• Texte de la page
▼
Tous les observateurs ne partagent pas cet avis. Pour Andrew Hunter, de Capital Economics, les Etats-Unis ont connu « une accélération marquée de la croissance au deuxième trimestre », comme le prouve le net rebond de l’indice ISM services, qui mesure le niveau de confiance des directeurs d’achat du secteur tertiaire.
Dans ce contexte, les avis divergent sur les prochaines décisions de la Réserve fédérale américaine. La banque centrale a fait part de sa volonté de remonter ses taux directeurs avant la fin de l’année. Mais les mauvais chiffres de l’emploi au mois de mai semblaient avoir écarté cette possibilité.Mi-juin, son comité de politique monétaire avait ainsi opté pour le statu quo, tout en abaissant sa prévision de croissance pour 2016 (de 2,2 % à 2 %).
▲
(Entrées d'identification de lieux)
▼
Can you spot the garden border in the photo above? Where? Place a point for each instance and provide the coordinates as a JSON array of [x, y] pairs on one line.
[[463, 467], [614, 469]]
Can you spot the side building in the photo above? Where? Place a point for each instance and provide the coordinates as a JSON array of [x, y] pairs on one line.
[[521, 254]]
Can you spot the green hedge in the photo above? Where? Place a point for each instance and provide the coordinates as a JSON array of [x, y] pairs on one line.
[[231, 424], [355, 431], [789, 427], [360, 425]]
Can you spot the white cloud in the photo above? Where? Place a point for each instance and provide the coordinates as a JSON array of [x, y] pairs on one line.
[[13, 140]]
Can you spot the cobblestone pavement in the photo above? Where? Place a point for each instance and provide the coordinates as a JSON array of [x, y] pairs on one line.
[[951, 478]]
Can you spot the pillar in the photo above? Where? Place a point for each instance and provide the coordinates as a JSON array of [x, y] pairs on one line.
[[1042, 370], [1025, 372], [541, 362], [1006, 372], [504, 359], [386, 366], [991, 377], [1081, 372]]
▲
• À faire
[a] D'après le texte sur la conjoncture américaine, que mesure l'indice ISM services ?
[b] Recopiez le passage du texte sur la conjoncture américaine qui va de « Tous les observateurs » jusqu'à « du secteur tertiaire. », en substituant « fort rebond » à « net rebond ».
Cette liste n'a aucun lien avec le texte sur la conjoncture américaine.

• Corrigés détaillés
[a] Il mesure le niveau de confiance des directeurs d'achat du secteur tertiaire.

[b]
Tous les observateurs ne partagent pas cet avis. Pour Andrew Hunter, de Capital Economics, les Etats-Unis ont connu « une accélération marquée de la croissance au deuxième trimestre », comme le prouve le fort rebond de l’indice ISM services, qui mesure le niveau de confiance des directeurs d’achat du secteur tertiaire.